— EXERCISE INSTRUCTIONS —
From the data below, set down exactly the lines between the one holding "Q: Locate the spire" and the one holding "Q: Locate the high-rise", inclusive, and no others.

— SUPPLIED ENTRIES —
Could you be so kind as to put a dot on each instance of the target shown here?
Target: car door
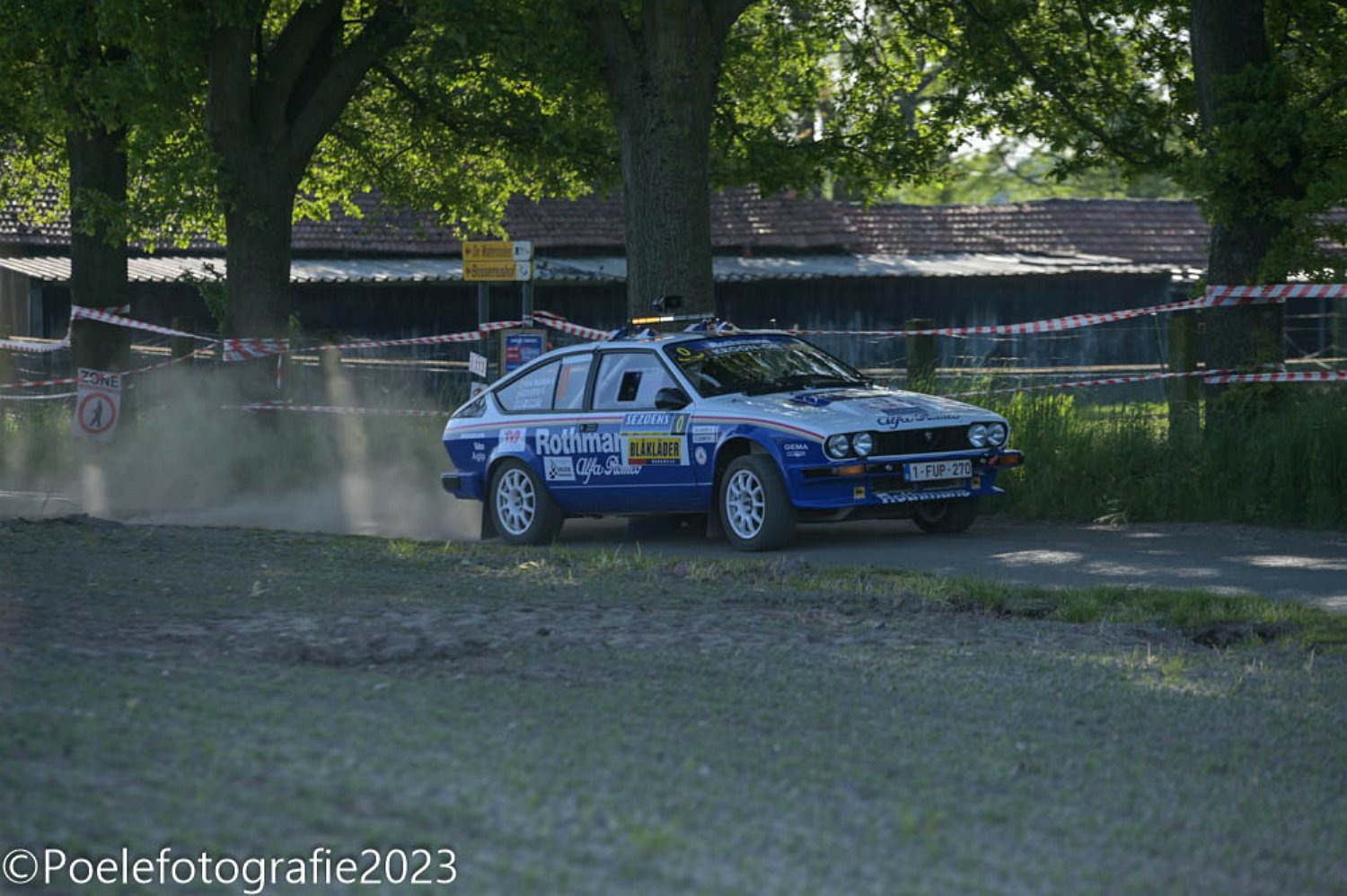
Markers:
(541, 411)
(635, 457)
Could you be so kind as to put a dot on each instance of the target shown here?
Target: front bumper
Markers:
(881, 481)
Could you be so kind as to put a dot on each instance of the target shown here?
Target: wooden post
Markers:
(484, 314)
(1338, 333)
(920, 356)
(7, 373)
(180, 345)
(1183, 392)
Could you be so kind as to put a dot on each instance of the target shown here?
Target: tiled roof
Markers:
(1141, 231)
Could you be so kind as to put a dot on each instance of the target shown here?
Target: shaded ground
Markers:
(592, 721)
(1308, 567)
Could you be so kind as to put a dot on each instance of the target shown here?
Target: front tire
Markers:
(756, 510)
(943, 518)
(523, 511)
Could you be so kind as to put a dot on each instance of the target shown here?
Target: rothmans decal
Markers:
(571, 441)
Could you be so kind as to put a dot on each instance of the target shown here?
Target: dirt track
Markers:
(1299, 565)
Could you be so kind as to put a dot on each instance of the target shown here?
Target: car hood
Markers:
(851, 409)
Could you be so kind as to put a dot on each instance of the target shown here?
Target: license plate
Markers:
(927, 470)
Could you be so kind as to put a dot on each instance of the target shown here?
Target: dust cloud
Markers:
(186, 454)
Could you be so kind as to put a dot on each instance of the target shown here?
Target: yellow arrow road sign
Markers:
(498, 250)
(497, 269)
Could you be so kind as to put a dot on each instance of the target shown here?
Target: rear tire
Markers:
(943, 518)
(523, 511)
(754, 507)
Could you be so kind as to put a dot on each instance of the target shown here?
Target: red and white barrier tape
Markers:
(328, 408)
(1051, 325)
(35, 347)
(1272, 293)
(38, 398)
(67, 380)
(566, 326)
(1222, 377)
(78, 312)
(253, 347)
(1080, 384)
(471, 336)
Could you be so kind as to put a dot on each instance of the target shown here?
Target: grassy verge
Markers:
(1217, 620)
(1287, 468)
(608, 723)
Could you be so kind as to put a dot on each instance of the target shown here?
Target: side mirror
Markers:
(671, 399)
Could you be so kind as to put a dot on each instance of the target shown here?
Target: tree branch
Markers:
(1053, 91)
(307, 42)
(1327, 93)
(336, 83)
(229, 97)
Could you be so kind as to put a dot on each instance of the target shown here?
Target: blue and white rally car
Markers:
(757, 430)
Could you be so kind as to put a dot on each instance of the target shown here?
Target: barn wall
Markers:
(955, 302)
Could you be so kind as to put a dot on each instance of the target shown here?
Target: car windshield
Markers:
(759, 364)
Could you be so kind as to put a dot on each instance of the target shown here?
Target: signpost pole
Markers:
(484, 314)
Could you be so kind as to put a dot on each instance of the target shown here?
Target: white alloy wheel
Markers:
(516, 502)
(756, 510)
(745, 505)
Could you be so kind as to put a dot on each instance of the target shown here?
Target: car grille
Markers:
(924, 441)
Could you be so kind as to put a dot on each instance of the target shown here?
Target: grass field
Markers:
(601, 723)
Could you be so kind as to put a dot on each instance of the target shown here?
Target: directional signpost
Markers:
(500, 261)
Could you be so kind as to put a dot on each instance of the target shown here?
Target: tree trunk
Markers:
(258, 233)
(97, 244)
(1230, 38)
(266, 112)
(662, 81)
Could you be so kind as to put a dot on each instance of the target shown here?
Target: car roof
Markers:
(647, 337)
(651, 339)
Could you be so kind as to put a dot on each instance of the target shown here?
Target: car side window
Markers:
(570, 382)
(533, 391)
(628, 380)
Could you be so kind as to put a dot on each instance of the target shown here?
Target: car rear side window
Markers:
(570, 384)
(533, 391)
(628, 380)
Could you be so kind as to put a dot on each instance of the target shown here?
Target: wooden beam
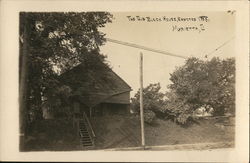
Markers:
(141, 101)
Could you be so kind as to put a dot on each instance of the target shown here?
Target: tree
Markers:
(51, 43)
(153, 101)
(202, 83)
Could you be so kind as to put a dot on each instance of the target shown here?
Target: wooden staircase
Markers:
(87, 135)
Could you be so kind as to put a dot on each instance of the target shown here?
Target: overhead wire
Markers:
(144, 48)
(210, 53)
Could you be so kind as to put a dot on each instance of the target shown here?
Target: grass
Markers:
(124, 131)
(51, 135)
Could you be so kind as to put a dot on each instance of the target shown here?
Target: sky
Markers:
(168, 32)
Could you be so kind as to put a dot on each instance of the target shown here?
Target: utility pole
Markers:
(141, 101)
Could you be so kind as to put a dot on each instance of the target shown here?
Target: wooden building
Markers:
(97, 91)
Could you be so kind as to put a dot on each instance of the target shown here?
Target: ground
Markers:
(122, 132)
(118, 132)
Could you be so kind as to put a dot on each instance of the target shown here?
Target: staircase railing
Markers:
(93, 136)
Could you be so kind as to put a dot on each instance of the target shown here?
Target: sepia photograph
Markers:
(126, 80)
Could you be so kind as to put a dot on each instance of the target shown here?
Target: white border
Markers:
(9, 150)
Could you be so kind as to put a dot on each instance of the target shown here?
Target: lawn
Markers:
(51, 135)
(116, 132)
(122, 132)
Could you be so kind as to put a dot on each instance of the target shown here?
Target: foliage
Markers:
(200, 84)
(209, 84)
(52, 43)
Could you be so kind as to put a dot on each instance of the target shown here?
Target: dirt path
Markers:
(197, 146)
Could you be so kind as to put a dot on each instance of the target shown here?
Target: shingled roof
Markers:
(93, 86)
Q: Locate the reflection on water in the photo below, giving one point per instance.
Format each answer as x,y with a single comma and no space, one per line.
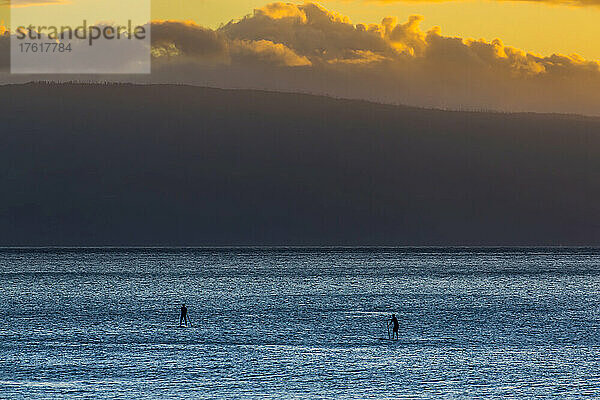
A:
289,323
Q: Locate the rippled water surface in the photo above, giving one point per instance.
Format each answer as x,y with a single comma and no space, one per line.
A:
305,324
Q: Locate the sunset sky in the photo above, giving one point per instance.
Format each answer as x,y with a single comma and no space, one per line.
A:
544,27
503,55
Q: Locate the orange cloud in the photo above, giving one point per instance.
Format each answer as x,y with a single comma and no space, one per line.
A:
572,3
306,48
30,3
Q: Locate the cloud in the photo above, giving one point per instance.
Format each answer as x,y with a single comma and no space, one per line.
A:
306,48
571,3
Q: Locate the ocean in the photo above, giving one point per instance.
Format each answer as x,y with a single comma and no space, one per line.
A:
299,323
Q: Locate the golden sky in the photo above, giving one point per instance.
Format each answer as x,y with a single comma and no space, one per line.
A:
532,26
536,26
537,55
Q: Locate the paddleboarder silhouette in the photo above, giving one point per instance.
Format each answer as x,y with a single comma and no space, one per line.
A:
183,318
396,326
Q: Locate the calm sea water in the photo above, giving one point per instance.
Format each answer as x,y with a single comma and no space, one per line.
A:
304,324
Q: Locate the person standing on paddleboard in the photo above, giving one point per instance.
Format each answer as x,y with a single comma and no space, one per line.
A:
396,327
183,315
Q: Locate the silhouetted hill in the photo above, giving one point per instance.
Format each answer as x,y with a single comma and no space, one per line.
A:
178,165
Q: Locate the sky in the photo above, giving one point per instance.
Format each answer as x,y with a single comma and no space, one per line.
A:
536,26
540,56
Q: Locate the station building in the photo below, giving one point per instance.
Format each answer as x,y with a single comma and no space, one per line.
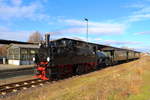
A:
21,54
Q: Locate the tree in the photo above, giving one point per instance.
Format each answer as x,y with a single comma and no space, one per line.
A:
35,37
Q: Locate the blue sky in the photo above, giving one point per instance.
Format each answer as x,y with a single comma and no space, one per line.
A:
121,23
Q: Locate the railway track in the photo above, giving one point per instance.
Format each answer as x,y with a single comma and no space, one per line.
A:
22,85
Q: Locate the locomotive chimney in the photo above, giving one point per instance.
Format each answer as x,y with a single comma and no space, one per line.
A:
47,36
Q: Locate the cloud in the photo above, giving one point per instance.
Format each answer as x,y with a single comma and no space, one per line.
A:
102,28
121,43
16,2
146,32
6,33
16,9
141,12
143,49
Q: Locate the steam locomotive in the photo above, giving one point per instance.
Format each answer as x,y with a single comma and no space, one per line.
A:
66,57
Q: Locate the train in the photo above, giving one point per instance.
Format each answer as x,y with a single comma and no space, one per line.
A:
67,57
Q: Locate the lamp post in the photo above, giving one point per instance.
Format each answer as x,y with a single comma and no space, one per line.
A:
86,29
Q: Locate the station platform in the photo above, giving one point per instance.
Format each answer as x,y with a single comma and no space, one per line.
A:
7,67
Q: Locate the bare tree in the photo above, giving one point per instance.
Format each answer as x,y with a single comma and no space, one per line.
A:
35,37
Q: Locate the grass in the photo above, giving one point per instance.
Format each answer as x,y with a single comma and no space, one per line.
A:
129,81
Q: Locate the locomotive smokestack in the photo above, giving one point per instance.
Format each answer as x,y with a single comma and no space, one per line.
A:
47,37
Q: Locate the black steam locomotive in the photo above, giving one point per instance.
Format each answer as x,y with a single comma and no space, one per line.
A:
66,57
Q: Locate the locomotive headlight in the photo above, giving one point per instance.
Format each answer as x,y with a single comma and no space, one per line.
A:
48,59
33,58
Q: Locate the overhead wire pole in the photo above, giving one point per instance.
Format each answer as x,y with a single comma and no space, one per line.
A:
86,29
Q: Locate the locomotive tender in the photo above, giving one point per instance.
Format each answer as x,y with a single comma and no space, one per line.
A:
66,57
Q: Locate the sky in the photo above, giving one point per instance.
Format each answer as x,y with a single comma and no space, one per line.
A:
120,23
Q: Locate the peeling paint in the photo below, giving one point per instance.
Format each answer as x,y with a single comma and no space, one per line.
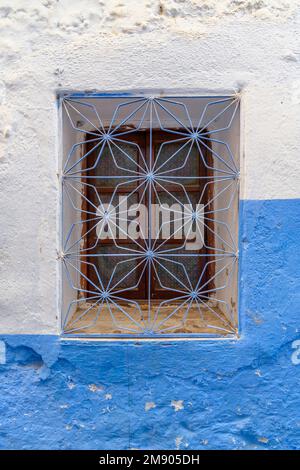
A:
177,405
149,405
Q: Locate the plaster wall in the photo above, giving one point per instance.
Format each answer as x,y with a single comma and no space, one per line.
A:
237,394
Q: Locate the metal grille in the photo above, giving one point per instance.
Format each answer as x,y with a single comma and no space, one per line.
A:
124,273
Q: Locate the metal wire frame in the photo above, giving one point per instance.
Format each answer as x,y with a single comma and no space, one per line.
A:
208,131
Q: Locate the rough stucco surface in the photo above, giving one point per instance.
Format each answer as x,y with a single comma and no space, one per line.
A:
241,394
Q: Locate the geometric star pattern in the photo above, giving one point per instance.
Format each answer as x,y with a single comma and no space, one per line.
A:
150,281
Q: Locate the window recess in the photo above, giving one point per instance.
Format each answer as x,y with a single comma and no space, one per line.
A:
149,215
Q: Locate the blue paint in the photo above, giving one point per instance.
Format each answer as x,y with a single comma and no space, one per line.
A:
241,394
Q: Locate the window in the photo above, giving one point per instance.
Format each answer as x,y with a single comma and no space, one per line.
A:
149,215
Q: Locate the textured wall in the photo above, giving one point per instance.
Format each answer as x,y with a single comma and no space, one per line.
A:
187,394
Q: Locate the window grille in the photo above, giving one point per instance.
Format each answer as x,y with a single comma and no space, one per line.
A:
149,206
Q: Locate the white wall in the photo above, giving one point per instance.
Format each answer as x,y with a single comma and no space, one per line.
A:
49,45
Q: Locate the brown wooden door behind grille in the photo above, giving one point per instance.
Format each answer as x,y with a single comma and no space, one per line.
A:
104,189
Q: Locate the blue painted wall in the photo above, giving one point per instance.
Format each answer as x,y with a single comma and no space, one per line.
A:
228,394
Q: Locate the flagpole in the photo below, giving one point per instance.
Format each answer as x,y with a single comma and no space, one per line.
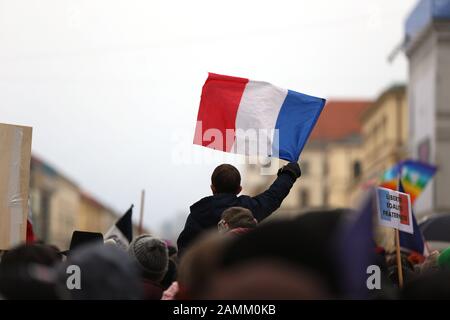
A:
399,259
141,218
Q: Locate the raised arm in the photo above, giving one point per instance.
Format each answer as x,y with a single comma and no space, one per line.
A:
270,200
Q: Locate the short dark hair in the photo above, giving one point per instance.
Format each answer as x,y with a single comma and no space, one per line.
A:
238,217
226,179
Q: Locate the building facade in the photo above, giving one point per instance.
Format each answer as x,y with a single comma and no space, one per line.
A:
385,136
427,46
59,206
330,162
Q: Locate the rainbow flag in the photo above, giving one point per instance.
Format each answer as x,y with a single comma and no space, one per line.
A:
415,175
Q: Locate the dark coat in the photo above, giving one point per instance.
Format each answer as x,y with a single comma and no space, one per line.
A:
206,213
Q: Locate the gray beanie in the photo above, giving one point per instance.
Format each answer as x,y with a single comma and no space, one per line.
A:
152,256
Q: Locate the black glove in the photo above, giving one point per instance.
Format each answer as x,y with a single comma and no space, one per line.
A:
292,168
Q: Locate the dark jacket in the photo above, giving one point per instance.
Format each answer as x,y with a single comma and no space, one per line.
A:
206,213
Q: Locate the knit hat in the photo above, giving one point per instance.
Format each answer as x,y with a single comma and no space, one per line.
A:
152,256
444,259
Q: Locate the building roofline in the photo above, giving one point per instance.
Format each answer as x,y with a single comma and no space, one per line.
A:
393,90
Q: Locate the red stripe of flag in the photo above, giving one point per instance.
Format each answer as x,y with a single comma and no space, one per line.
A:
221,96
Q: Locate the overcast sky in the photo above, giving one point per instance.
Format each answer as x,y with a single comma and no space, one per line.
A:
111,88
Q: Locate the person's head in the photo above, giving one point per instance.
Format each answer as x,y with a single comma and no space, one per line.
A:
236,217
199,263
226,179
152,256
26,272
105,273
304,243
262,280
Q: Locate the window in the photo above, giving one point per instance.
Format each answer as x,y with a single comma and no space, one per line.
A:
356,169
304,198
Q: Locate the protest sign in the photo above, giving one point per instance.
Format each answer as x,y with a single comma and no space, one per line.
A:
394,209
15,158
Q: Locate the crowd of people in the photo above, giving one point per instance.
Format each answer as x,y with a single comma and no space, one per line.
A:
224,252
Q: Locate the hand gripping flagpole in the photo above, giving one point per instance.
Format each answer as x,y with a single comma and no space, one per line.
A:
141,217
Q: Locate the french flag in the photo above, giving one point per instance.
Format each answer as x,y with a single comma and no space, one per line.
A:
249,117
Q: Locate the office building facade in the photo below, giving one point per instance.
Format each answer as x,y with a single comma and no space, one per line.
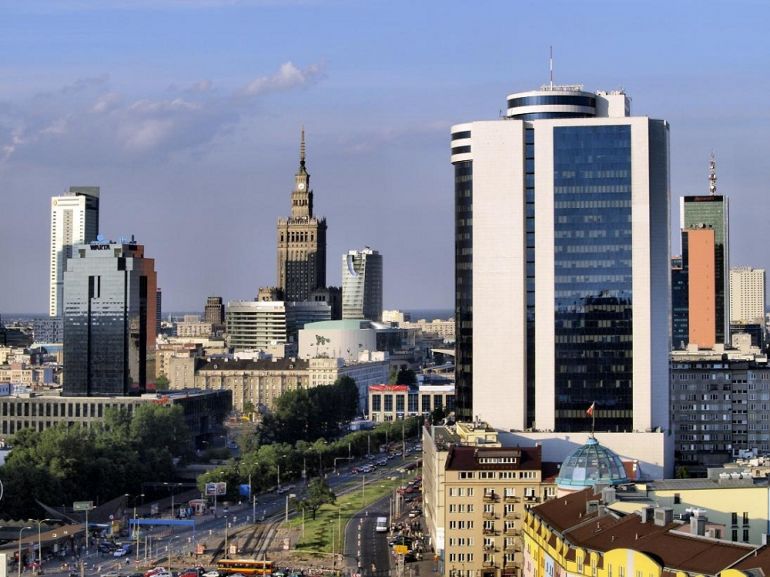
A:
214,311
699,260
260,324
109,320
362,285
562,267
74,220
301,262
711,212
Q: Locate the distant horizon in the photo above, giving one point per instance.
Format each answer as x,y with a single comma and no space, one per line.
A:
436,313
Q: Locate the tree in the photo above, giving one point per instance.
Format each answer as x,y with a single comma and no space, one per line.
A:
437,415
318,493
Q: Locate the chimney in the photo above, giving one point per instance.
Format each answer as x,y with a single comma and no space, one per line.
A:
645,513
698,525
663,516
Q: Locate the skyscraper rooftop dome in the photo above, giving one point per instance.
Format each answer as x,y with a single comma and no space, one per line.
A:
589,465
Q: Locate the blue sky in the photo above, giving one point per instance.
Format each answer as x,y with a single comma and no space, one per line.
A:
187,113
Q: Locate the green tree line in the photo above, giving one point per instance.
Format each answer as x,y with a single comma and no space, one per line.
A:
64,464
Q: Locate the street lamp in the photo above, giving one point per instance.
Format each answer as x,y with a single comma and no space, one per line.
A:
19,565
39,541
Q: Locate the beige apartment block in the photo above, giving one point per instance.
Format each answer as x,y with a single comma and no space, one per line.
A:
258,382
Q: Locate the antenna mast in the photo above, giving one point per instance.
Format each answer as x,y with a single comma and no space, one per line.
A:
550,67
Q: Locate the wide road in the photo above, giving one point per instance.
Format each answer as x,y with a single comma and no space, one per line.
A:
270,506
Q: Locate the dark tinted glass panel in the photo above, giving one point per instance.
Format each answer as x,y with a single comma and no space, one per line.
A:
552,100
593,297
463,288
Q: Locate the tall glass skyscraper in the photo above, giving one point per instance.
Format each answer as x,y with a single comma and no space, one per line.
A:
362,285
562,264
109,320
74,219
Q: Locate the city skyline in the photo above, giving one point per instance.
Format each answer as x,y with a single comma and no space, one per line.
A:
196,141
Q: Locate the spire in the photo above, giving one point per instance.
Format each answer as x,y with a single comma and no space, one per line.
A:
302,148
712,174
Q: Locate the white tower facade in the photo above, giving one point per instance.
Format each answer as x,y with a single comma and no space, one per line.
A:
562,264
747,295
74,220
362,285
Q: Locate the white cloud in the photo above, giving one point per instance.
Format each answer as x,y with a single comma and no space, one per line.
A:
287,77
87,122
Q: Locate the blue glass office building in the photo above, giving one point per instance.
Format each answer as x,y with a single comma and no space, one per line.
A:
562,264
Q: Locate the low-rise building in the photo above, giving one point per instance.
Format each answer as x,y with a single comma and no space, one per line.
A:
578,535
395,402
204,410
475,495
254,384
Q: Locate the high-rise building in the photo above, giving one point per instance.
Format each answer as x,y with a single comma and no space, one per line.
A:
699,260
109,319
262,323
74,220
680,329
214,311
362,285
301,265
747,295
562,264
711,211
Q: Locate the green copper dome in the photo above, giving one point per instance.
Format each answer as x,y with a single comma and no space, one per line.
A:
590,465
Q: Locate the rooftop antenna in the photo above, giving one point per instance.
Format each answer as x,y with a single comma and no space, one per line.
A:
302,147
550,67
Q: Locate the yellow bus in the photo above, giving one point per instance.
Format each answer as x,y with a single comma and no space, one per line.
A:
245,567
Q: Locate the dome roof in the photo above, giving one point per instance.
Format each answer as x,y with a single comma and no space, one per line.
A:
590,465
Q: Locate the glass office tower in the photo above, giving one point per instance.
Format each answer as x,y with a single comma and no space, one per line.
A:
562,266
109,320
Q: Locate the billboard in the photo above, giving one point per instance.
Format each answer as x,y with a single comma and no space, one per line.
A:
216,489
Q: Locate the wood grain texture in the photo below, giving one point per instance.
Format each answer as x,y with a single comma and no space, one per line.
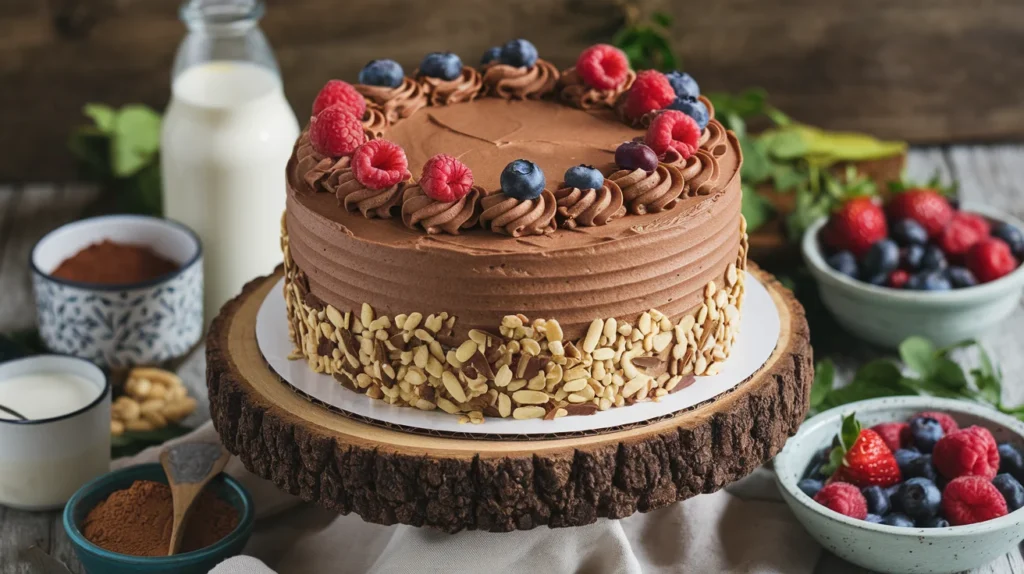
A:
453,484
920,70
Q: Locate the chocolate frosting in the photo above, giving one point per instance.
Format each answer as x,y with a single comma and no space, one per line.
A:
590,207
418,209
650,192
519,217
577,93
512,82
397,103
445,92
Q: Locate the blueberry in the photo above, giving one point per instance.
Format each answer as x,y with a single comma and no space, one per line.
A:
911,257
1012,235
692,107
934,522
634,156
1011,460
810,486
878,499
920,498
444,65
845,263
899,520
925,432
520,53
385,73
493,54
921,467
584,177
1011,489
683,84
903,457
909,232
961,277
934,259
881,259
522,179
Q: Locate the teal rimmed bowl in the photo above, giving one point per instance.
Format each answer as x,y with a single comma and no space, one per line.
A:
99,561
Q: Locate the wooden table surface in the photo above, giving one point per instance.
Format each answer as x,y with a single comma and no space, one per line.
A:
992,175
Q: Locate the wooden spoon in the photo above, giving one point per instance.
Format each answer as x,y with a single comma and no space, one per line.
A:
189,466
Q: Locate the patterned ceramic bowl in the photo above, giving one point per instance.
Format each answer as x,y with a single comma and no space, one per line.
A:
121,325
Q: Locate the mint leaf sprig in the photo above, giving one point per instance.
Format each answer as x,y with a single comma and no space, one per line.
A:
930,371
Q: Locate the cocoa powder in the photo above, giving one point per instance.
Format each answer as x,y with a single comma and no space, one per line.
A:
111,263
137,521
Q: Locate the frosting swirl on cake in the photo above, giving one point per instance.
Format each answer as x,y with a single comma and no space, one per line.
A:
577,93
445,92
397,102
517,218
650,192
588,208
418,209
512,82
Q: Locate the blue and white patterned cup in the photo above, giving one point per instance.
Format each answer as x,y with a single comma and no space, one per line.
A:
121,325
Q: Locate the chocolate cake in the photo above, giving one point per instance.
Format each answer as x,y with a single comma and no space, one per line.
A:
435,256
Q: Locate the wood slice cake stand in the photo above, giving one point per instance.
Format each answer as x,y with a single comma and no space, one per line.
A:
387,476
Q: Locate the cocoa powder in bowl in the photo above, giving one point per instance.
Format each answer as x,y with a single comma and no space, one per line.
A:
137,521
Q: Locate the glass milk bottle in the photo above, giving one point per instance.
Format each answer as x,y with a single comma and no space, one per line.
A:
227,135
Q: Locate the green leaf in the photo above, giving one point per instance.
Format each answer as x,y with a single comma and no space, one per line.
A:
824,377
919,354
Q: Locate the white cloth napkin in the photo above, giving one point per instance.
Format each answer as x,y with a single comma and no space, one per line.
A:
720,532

— ANSWER SECTION —
Q: Locate the spire in the photo above, giving one point per instance.
Format each answer as x,y with a single comma and no space, one per line.
A:
302,148
712,174
Q: Locate the white tower facade in the photo above, giving one point per instance.
Format each answer as x,y with a single comma and no space, one per line.
A:
562,264
747,295
74,220
362,285
Q: Locate the white cloud in the photo above, giving one point per instance.
Format each answer as x,y with a single comma and no space, one per line.
A:
287,77
87,122
Q: Locate the blue glass office building in the photo above, giving one point per instance.
Format each answer as x,y with a single comma and no space, one per line.
A:
562,264
Q: Locate the low-rise building in the photo above, giving one point per instance.
Format each answer as x,y with a single comma and no space, one per line.
A:
578,535
395,402
204,410
475,495
254,384
Q: Locate the high-rise building in the photo above, giving one point per instance.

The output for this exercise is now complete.